TASK STATEMENT —
Count the lines of the data below that contain the word "place" and state only that number.

BEGIN INPUT

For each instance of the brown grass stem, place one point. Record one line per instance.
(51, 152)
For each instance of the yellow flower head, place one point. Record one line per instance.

END INPUT
BEGIN INPUT

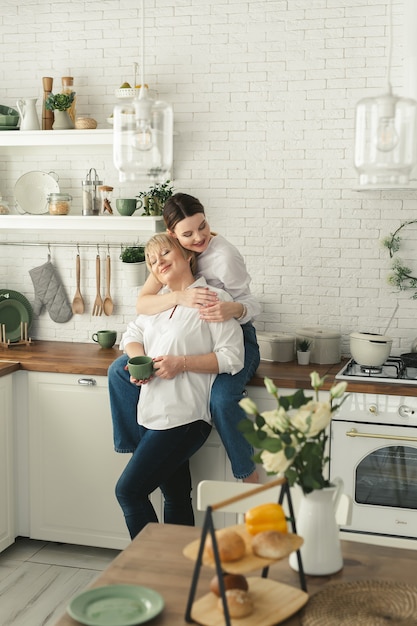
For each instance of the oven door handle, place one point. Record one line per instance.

END INPUT
BEGIN INPUT

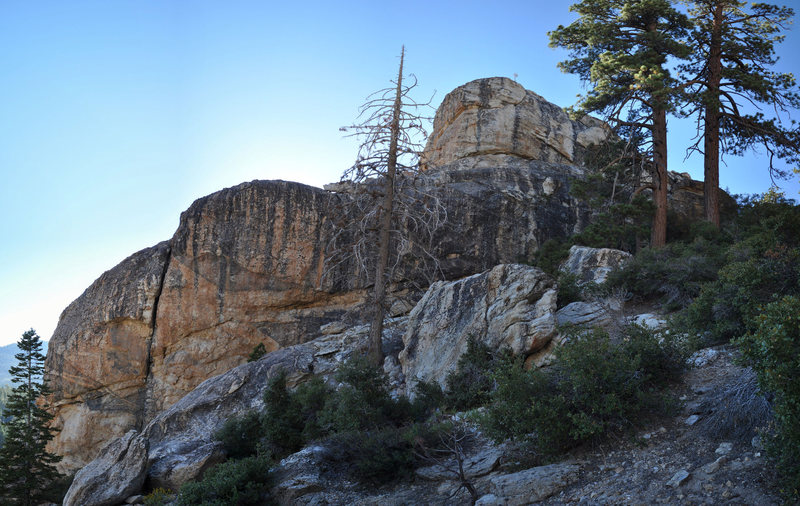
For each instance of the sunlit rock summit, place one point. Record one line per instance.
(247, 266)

END INPUT

FINAL ANSWER —
4